▶ Задание a
Приведите ещё раз весь исходный текст, ничего в нём не меняя.

------ Исходный текст ------

На этой неделе было 75-летие со дня смерти Анатолия Штейгера - пожалуй, лучшего поэта русской эмиграции первой волны.
Бедность легко узнают по заплатке. Годы - по губ опустившейся складке. Горе? но здесь начинаются прятки - Это любимая взрослых игра. - "Все, разумеется, в полном порядке". У собеседника - с плеч гора.
Как ни странно, но бедный поэт был бароном. В смысле - его папа был бароном, предводителем дворянства, бывшим депутатом Государственной думы, все такое:

В связи со всем вышеперечисленным, барон с баронессой в 1920-м году покинули Россию - и увезли 13-летнего будущего поэта и двух его сестер. Был еще старший сын, Борис Штейгер - но ему на момент отъезда было уже 28 лет, и он предпочел остаться.

------ Предоставленные записи ------

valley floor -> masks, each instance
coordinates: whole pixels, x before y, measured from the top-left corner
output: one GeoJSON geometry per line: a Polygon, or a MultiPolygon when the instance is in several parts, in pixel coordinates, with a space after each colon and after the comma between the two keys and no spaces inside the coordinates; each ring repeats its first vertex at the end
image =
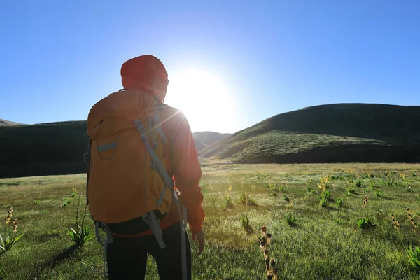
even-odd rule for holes
{"type": "MultiPolygon", "coordinates": [[[[420,246],[413,228],[420,223],[420,164],[215,161],[202,171],[206,246],[197,256],[190,240],[194,279],[267,279],[262,226],[272,234],[279,279],[420,279],[406,251],[420,246]]],[[[85,205],[85,180],[0,179],[0,235],[10,206],[17,234],[24,233],[0,255],[0,279],[102,279],[102,247],[94,239],[74,250],[67,234],[80,192],[80,209],[85,205]]],[[[89,216],[86,223],[93,230],[89,216]]],[[[146,279],[158,279],[152,258],[146,279]]]]}

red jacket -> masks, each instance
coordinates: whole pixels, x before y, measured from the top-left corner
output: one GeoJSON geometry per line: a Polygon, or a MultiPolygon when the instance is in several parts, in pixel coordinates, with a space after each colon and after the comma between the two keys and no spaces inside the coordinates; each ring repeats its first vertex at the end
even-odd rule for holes
{"type": "MultiPolygon", "coordinates": [[[[164,102],[168,75],[162,62],[154,56],[141,55],[125,62],[121,67],[121,78],[125,90],[139,89],[164,102]]],[[[202,171],[192,134],[185,115],[175,108],[168,106],[164,109],[160,120],[167,139],[164,151],[167,170],[181,192],[179,199],[187,209],[190,228],[196,232],[202,230],[205,214],[201,205],[204,197],[199,186],[202,171]]],[[[178,220],[178,209],[174,203],[160,225],[164,229],[178,220]]]]}

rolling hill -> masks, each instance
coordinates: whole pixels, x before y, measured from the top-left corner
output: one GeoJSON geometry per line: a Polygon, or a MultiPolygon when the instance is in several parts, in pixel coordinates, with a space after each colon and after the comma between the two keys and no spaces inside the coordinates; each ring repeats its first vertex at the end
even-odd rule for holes
{"type": "Polygon", "coordinates": [[[304,108],[271,117],[201,153],[243,163],[420,162],[420,106],[304,108]]]}
{"type": "Polygon", "coordinates": [[[0,126],[11,126],[11,125],[24,125],[22,123],[13,122],[10,120],[6,120],[0,118],[0,126]]]}
{"type": "Polygon", "coordinates": [[[214,132],[194,132],[192,134],[195,148],[199,154],[200,154],[200,150],[209,147],[215,142],[230,135],[231,134],[228,133],[218,133],[214,132]]]}
{"type": "MultiPolygon", "coordinates": [[[[0,126],[0,145],[5,147],[0,149],[0,178],[85,172],[85,120],[18,125],[4,121],[0,126]]],[[[193,134],[197,150],[228,135],[193,134]]]]}
{"type": "MultiPolygon", "coordinates": [[[[0,178],[85,172],[86,121],[1,121],[0,178]]],[[[201,156],[239,163],[420,162],[420,106],[316,106],[274,115],[233,134],[193,135],[201,156]]]]}

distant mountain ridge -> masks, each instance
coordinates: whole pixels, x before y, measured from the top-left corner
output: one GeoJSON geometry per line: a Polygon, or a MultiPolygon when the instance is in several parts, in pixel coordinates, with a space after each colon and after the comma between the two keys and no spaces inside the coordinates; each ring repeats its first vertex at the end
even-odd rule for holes
{"type": "MultiPolygon", "coordinates": [[[[274,115],[233,134],[195,132],[199,155],[239,163],[420,162],[420,106],[339,104],[274,115]]],[[[0,178],[84,173],[85,120],[1,120],[0,178]]]]}
{"type": "Polygon", "coordinates": [[[0,126],[10,126],[10,125],[25,125],[22,123],[10,122],[10,120],[3,120],[0,118],[0,126]]]}
{"type": "Polygon", "coordinates": [[[204,148],[208,148],[221,139],[232,135],[230,133],[218,133],[214,132],[199,132],[192,133],[194,144],[198,153],[204,148]]]}
{"type": "Polygon", "coordinates": [[[316,106],[274,115],[201,153],[237,162],[420,162],[419,120],[419,106],[316,106]]]}

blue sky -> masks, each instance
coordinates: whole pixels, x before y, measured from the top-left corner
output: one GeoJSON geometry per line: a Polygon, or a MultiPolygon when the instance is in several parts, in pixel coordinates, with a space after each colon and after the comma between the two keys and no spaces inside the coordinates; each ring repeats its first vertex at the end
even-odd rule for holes
{"type": "Polygon", "coordinates": [[[167,102],[193,132],[323,104],[420,105],[419,27],[416,0],[4,1],[0,118],[85,120],[144,54],[164,64],[167,102]],[[191,69],[211,85],[180,97],[191,69]]]}

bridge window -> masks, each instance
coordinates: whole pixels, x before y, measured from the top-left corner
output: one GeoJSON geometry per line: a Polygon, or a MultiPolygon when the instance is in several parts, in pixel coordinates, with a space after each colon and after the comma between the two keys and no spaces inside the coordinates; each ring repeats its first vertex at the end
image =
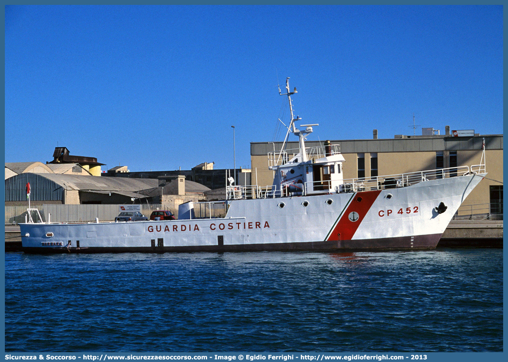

------

▶ Задание b
Перепишите без изменений фрагмент записей от строки, содержащей «blue sky -> masks, each instance», до конца записей, включая обе границы. Изображения в ответ не включайте.

▶ Ответ a
На этой неделе было 75-летие со дня смерти Анатолия Штейгера - пожалуй, лучшего поэта русской эмиграции первой волны.
Бедность легко узнают по заплатке. Годы - по губ опустившейся складке. Горе? но здесь начинаются прятки - Это любимая взрослых игра. - "Все, разумеется, в полном порядке". У собеседника - с плеч гора.
Как ни странно, но бедный поэт был бароном. В смысле - его папа был бароном, предводителем дворянства, бывшим депутатом Государственной думы, все такое:

В связи со всем вышеперечисленным, барон с баронессой в 1920-м году покинули Россию - и увезли 13-летнего будущего поэта и двух его сестер. Был еще старший сын, Борис Штейгер - но ему на момент отъезда было уже 28 лет, и он предпочел остаться.

▶ Ответ b
blue sky -> masks, each instance
coordinates: whole pixels, x before y, measured from the top-left corner
output: one GeoJSON geometry per line: a Polygon, or a MultiPolygon when the instance is in several parts, in pixel coordinates, with a space after each colon and after the comma between the two keys and no spaces inside the coordinates; each ring repeats its first vertex at the end
even-odd rule for holes
{"type": "Polygon", "coordinates": [[[167,102],[193,132],[323,104],[420,105],[419,27],[416,0],[4,1],[0,118],[85,120],[144,54],[164,64],[167,102]],[[191,69],[211,85],[180,97],[191,69]]]}

bridge window -> masks, each instance
coordinates: whole pixels, x before y, measured from the top-left corner
output: one GeoJSON geometry per line: a Polygon, or a MultiPolygon when the instance is in several parts, in pixel coordinates, with a space after each colon and after the comma between the two keys and no spaces inside the coordinates; each ring repeats its first vertex at the end
image =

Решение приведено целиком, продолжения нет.